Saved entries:

============

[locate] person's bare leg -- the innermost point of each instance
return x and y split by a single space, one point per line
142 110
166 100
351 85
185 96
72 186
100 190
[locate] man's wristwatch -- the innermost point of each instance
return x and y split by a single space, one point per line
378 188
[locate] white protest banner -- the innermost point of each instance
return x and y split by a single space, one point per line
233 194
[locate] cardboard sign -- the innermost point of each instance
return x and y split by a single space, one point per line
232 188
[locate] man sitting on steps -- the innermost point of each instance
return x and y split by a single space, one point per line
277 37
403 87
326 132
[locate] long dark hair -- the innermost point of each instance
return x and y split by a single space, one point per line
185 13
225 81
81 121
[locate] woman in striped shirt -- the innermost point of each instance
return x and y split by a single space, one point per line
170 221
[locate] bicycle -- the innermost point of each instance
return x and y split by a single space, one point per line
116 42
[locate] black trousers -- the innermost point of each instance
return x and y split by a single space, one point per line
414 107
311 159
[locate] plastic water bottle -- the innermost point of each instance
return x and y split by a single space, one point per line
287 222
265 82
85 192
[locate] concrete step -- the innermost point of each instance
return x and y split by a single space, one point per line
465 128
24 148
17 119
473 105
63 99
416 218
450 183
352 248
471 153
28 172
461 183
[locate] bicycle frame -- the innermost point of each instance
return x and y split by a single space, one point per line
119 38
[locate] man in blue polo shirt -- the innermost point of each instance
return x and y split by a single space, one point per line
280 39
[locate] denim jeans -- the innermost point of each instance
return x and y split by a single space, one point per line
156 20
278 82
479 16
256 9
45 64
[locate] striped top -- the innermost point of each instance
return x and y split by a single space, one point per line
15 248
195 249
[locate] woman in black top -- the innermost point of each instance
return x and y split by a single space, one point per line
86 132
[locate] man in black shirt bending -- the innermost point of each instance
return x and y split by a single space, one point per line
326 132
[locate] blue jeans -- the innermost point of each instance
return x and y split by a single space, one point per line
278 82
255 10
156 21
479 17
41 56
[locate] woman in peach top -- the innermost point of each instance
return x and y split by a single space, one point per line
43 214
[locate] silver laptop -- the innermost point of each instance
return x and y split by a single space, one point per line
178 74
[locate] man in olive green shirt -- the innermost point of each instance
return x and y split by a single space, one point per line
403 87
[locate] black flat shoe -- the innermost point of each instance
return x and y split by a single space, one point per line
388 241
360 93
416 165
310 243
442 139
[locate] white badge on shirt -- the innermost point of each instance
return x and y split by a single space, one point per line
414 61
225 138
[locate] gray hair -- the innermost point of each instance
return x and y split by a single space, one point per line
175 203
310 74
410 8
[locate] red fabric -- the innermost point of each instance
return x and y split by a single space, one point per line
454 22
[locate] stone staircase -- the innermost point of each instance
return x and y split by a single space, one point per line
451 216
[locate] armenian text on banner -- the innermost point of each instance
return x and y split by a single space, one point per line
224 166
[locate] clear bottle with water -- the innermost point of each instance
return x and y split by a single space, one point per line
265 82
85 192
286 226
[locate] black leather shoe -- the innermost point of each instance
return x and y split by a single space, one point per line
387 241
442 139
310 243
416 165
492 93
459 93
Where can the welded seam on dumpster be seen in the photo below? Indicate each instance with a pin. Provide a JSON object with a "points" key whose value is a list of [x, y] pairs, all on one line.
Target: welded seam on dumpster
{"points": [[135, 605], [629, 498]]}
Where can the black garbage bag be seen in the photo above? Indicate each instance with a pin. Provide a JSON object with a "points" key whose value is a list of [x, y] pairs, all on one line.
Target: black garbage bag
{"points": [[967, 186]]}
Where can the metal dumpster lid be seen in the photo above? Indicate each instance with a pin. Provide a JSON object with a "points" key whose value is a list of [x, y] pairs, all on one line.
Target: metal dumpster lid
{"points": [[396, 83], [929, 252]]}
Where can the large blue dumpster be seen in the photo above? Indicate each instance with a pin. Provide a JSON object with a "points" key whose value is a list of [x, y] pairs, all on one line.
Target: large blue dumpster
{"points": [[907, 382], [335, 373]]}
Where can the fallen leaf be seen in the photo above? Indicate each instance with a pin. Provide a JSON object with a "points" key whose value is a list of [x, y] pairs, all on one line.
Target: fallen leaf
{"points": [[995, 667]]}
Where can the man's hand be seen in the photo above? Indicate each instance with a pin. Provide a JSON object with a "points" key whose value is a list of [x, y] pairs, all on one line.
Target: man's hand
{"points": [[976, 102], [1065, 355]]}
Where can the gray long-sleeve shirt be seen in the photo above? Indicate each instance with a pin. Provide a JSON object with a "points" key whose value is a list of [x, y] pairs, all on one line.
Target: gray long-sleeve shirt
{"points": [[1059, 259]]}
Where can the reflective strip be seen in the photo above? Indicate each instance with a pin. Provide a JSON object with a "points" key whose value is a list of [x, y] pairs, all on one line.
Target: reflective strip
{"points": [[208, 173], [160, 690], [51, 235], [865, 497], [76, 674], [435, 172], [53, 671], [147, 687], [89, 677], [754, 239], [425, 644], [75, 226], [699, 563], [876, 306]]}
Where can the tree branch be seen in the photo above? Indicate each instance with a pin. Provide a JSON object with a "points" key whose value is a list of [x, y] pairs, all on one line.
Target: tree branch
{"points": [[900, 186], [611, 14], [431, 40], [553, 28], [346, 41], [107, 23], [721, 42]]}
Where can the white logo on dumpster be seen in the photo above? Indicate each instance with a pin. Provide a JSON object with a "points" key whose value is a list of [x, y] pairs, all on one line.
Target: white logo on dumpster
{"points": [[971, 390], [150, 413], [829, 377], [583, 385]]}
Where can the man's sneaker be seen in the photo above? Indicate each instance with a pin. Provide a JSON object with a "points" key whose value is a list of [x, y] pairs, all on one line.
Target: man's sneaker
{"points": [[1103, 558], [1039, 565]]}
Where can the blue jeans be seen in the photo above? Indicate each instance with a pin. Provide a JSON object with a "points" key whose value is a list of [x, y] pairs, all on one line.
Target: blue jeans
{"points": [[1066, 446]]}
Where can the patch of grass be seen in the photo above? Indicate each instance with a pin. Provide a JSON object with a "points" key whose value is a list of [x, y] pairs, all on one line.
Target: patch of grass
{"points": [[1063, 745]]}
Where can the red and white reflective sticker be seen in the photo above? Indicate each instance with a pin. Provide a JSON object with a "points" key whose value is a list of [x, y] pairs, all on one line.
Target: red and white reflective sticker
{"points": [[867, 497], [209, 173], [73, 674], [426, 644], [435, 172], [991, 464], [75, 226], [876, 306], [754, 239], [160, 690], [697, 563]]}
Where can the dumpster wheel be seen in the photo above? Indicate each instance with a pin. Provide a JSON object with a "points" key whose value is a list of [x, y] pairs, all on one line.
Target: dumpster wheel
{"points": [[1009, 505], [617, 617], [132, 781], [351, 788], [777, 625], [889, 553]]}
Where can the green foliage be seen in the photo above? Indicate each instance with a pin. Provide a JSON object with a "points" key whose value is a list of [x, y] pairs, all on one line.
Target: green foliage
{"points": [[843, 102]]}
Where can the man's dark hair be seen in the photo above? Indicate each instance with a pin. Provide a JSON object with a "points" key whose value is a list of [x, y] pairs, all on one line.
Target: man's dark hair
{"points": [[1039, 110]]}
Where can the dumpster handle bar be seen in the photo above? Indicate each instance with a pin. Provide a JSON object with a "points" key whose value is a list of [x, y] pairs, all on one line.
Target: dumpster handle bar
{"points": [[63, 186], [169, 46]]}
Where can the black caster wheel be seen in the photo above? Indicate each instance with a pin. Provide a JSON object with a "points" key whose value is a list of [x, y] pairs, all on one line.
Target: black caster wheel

============

Exercise brief:
What the task asks for is a word-for-word repeat of the lines above, from the first through the one containing "[locate] white protest".

Your solution:
[locate] person's bare leg -- the innermost point of each instance
return x and y split by a single space, one point per line
142 110
166 100
351 85
185 96
72 186
100 190
[locate] man's wristwatch -- the innermost point of each instance
return x and y split by a single space, one point per line
378 188
[locate] white protest banner -- the innermost point of each instance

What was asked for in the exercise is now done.